TEXTAUSZUG →
-----
Ein Historiker und ein Theologe in der Auseinandersetzung: Hat der Koran ein Gewaltproblem? Kann sich der Islam an die Moderne anpassen? Der Historiker sagt: Nein. Der Theologe hat Hoffnung. Eine Reform – da sind beide einig – wäre dringend nötig

Die Gegensätze könnten kaum größer sein: Der deutsch-ägyptische Historiker Hamed Abdel-Samad hält den Islam für gewaltfördernd und Mohammed für einen Terroristen. Der Münsteraner Theologe Mouhanad Khorchide dagegen versteht den Islam als „Religion der Barmherzigkeit“ und macht sich für eine friedensbejahende Lesart des Korans stark. Respektvoll, doch ohne Abstriche an ihren Positionen, diskutierten sie in Berlin über das Problem der Gewalt im Islam, die Rolle Mohammeds, ihr Koranverständnis und die Herausforderung durch den sogenannten Islamischen Staat.

Der aus Ägypten stammende Islamkritiker Abdel-Samad und der im Iran aufgewachsene Islamwissenschaftler Khorchide sind sich einig, dass der Islam einer Reform bedarf. Das aber ist, abgesehen von persönlicher Sympathie füreinander,  fast schon alles Gemeinsame. Denn Abdel-Samad hält den Islam für nicht reformierbar, Khorchide dagegen sehr wohl. Der Theologe, der an der Universität Münster Pädagogen für den islamischen Religionsunterricht ausbildet, macht sich für einen „Europäischen Islam“ stark und für eine  historisch-kritische Lesart des Korans. Als Kern des Islams sieht er nicht Regeln und Verbote, sondern Allahs Barmherzigkeit.
Ihre unterschiedlichen Sichtweisen haben beide Kontrahenten in einem Buch zusammengefasst, das der Herder Verlag im Haus des „Börsenvereins des Deutschen Buchhandels“ win Berlin vorstellte. Sein Titel: „Zur Freiheit gehört, den Islam zu kritisieren“. Stefan Orth, Redakteur der „Herder Korrespondenz“, stellt darin beiden Autoren Fragen nach ihrem Verständnis des Korans, dem Problem der Gewalt im Islam, der Rolle des Mohammeds und den Chancen einer liberalen europäischen Islamtheologie. Besonderen Raum nimmt der Streit ein, ob der Islam ein Gewaltproblem hat und Gewalt durch Mohammed selbst legitimiert wird.
-----
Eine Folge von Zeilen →
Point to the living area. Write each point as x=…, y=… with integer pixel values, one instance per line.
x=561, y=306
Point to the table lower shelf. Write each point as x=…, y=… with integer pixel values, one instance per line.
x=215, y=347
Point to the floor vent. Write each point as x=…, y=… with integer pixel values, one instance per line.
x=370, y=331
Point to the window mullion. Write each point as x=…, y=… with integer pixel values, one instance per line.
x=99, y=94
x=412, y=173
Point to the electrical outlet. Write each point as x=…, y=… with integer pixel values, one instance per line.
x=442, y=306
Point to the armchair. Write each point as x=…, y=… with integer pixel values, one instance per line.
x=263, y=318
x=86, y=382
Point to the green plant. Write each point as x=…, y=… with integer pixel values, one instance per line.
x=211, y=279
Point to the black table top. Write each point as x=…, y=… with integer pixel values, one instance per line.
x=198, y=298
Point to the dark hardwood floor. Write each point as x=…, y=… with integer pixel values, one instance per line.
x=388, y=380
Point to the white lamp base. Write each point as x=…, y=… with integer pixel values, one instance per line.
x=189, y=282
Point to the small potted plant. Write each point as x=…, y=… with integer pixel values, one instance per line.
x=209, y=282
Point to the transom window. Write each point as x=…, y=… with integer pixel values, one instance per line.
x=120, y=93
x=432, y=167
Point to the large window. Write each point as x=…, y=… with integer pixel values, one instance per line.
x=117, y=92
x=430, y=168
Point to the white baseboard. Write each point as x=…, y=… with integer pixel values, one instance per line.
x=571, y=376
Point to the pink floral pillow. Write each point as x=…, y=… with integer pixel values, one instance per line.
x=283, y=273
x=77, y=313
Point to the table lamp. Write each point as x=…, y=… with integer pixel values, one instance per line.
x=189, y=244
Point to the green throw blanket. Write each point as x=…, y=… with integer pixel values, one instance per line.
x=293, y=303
-----
IHRE AUFGABEN →
A. Geben Sie bitte den Textauszug über die Islam-Debatte wörtlich wieder, und zwar alles von „Ihre unterschiedlichen Sichtweisen“ bis hinunter zu „selbst legitimiert wird.“.
B. Zählen Sie alle Themen auf, über die Abdel-Samad und Khorchide laut Textauszug in Berlin diskutierten.

ERWARTETE ERGEBNISSE →
A.
Ihre unterschiedlichen Sichtweisen haben beide Kontrahenten in einem Buch zusammengefasst, das der Herder Verlag im Haus des „Börsenvereins des Deutschen Buchhandels“ win Berlin vorstellte. Sein Titel: „Zur Freiheit gehört, den Islam zu kritisieren“. Stefan Orth, Redakteur der „Herder Korrespondenz“, stellt darin beiden Autoren Fragen nach ihrem Verständnis des Korans, dem Problem der Gewalt im Islam, der Rolle des Mohammeds und den Chancen einer liberalen europäischen Islamtheologie. Besonderen Raum nimmt der Streit ein, ob der Islam ein Gewaltproblem hat und Gewalt durch Mohammed selbst legitimiert wird.

B.
- das Problem der Gewalt im Islam
- die Rolle Mohammeds
- ihr Koranverständnis
- die Herausforderung durch den sogenannten Islamischen Staat